Please report every line of the listing below that has the word "object" in it.

============================================================

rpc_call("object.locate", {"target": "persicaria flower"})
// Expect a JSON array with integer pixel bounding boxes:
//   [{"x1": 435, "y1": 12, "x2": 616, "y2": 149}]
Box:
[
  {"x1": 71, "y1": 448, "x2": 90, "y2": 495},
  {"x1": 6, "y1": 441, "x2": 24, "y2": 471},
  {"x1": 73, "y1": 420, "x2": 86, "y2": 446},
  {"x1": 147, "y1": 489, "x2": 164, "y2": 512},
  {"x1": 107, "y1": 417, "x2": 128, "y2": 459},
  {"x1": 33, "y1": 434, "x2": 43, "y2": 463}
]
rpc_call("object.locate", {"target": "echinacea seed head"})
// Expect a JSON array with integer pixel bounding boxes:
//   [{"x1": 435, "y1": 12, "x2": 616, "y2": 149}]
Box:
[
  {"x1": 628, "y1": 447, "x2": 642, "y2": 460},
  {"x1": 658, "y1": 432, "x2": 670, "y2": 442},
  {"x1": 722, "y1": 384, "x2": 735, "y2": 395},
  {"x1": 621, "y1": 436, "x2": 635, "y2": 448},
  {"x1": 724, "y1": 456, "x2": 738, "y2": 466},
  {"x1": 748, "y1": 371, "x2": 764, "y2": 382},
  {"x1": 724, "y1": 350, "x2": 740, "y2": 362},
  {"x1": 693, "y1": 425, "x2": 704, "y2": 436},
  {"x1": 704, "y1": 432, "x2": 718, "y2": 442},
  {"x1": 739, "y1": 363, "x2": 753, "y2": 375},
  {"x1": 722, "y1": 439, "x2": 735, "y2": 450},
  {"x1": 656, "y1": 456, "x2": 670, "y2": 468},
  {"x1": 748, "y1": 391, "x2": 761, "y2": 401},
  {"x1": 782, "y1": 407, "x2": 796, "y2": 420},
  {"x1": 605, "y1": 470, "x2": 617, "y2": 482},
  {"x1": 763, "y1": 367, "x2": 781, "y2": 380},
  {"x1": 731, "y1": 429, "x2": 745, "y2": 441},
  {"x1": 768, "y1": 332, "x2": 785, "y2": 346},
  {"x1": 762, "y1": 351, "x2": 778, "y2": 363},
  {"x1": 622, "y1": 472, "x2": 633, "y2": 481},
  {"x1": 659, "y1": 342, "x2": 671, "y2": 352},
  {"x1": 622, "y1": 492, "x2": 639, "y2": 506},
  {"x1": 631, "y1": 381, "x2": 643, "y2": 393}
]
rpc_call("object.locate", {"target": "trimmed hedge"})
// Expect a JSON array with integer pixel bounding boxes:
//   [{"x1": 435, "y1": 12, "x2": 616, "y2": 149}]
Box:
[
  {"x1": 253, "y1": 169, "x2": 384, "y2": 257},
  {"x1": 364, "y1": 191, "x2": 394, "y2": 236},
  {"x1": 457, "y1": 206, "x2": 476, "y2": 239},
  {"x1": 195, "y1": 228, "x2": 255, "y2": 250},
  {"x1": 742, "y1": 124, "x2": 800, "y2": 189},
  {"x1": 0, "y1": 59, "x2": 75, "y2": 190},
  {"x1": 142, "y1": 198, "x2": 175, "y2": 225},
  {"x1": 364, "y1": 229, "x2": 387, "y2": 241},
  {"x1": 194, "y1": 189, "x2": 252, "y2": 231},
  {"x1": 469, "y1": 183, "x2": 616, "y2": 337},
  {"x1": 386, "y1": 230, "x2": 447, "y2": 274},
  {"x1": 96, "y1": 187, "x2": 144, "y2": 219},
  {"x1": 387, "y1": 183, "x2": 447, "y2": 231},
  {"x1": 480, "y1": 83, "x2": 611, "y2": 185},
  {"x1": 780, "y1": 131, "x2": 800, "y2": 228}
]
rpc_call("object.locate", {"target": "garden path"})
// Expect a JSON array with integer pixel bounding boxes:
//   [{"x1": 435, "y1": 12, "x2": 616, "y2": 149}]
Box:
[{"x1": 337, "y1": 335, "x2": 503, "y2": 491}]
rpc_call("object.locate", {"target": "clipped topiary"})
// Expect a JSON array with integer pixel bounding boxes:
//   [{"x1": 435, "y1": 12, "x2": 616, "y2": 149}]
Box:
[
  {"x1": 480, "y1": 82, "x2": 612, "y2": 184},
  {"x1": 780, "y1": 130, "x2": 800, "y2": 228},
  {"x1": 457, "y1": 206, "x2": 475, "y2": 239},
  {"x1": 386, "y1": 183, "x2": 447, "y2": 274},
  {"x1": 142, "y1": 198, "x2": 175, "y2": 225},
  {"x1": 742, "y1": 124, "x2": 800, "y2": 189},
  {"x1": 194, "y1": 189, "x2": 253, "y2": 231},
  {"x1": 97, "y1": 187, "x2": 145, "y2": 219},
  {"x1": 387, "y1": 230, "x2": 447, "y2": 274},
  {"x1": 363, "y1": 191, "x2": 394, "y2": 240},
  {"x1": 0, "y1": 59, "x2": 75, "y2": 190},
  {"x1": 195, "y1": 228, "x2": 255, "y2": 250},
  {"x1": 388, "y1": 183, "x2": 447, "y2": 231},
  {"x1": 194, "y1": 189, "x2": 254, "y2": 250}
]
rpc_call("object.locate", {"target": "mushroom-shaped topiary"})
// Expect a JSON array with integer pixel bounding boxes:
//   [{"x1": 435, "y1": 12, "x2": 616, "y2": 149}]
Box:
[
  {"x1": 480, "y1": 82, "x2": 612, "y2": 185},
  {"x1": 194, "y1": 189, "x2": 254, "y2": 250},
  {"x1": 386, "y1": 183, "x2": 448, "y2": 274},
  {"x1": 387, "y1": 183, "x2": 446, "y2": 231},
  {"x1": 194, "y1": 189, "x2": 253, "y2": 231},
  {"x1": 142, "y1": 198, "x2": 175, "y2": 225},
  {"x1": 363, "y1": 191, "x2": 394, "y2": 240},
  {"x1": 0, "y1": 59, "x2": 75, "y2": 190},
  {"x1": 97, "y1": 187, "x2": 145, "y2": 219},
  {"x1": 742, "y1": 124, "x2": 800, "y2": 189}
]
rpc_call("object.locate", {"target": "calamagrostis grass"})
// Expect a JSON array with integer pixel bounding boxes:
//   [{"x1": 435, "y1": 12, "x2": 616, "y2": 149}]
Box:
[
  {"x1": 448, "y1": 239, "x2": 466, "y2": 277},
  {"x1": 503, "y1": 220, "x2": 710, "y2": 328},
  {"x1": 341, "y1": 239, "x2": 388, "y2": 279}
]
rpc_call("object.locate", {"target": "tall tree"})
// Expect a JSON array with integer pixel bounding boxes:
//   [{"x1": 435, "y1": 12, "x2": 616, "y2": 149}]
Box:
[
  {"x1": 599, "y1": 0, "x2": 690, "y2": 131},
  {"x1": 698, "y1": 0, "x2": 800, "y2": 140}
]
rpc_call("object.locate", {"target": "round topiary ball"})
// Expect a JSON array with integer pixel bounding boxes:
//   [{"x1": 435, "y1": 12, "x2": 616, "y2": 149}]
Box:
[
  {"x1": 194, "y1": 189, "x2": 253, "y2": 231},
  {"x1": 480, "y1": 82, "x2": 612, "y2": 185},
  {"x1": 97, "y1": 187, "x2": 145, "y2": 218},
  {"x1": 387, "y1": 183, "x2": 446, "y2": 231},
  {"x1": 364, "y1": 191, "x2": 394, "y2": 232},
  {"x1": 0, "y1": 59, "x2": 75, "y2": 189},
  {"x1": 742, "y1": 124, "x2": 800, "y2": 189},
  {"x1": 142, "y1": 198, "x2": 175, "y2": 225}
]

============================================================

■ **RESULT**
rpc_call("object.locate", {"target": "persicaria flower"})
rpc_call("object.locate", {"target": "echinacea seed head"})
rpc_call("object.locate", {"target": "trimmed hedge"})
rpc_call("object.locate", {"target": "garden path"})
rpc_call("object.locate", {"target": "clipped topiary"})
rpc_call("object.locate", {"target": "mushroom-shaped topiary"})
rpc_call("object.locate", {"target": "calamagrostis grass"})
rpc_call("object.locate", {"target": "tall tree"})
rpc_call("object.locate", {"target": "round topiary ball"})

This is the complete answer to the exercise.